== The data ==
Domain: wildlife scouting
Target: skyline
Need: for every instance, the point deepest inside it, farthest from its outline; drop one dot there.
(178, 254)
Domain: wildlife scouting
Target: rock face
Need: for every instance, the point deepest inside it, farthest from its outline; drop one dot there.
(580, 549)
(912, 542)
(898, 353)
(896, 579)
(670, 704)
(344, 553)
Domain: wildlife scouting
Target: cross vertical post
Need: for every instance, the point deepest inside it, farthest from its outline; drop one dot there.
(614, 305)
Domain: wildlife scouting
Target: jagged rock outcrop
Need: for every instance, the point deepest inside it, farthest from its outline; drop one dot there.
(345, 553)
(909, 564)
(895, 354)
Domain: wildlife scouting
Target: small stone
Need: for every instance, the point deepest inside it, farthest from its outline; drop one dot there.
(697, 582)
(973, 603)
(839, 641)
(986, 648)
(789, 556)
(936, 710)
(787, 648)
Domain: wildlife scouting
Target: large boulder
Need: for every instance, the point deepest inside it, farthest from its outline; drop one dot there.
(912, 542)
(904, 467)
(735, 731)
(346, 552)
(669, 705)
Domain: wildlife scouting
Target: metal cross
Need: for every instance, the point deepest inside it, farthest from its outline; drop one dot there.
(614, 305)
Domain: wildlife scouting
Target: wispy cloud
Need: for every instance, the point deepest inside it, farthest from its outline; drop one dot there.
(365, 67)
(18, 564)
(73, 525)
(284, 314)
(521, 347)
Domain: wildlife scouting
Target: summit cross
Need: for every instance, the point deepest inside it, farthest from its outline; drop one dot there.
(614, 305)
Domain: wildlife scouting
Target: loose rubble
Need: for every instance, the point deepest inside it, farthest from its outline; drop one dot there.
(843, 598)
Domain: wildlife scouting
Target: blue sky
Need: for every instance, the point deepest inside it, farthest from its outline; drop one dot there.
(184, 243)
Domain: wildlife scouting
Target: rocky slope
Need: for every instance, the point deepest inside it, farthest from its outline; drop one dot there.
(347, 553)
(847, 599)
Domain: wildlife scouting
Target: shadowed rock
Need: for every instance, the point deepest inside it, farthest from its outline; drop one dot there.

== Aim of the task ==
Using the data above, say how many lines include "cross". No other reply is needed.

== Output for this task ==
3